*WORK TO DO*
Recast all of the records below as a numbered list with one entry per line, dropping any blank lines.
##### DATA RECORDS
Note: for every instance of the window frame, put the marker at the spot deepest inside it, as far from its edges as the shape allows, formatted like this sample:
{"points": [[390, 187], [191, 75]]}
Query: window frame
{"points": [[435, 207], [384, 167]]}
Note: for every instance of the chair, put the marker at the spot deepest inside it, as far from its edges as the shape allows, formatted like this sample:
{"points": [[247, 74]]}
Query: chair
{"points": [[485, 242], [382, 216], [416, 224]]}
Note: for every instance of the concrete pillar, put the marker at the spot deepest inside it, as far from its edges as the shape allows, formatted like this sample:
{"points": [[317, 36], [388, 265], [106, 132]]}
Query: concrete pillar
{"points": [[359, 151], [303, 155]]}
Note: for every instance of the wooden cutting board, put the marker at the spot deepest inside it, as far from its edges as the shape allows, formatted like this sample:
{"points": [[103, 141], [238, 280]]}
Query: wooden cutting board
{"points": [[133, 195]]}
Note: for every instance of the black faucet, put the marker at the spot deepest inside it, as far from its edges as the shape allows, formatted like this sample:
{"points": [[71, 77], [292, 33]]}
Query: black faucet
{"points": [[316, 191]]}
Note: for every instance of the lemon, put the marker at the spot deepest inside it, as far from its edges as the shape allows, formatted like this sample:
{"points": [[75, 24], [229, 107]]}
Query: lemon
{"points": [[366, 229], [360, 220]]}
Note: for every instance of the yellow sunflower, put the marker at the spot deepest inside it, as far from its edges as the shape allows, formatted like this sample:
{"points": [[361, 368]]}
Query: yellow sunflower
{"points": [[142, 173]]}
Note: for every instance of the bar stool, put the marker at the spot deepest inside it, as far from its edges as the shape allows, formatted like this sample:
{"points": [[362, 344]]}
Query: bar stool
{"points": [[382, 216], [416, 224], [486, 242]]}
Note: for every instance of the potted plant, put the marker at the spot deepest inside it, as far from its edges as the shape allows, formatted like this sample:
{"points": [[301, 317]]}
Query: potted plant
##########
*CORRECT OUTPUT*
1. Note: for every instance of the window frame, put the marker at the spot deepest inside it, as far from its edges as the shape allows, formatted like this sample:
2. {"points": [[390, 187], [191, 75]]}
3. Query: window frame
4. {"points": [[435, 207], [384, 167]]}
5. Note: for every instance of the chair, put the marker at the spot deepest inside it, as far from its edges as the shape allows, formatted like this sample:
6. {"points": [[247, 74]]}
7. Query: chair
8. {"points": [[485, 242], [382, 216], [416, 224]]}
9. Note: for every instance of the concrete pillar, put the marker at the spot deepest inside it, as far from its edges as the shape allows, formatted like this sample:
10. {"points": [[317, 36], [388, 265], [106, 132]]}
11. Query: concrete pillar
12. {"points": [[359, 151], [303, 155]]}
13. Note: for every instance of the wooden cutting board, put the marker at the spot deepest inside it, as far from its edges as the shape allows, formatted like this sample:
14. {"points": [[103, 141], [238, 280]]}
15. Query: wooden cutting board
16. {"points": [[133, 195]]}
17. Note: for every instance of the black faucet, put the marker at the spot deepest inside it, as far from its edges as the shape allows, formatted like this sample:
18. {"points": [[71, 77], [292, 33]]}
19. Query: black faucet
20. {"points": [[316, 191]]}
21. Note: for every instance of the lemon, put the marker at the spot deepest inside it, as far from its edges as the shape allows, formatted like this sample:
22. {"points": [[75, 24], [229, 107]]}
23. Query: lemon
24. {"points": [[366, 229], [360, 220]]}
25. Note: for every instance of the yellow sunflower, put the marker at the spot deepest inside it, as far from its edges as the shape allows, formatted like this sample:
26. {"points": [[361, 368]]}
27. Query: yellow sunflower
28. {"points": [[142, 173]]}
29. Note: for every instance of the bar stool, put the marker at the spot deepest inside it, as far from its edges as the shape allows, formatted like this sample:
30. {"points": [[362, 344]]}
31. Query: bar stool
32. {"points": [[382, 216], [416, 224], [486, 242]]}
33. Note: for every instance of the potted plant, put the marker at the spot deepest inside it, as far from its edges as the shape allows, formatted like this sample:
34. {"points": [[301, 317]]}
35. Query: potted plant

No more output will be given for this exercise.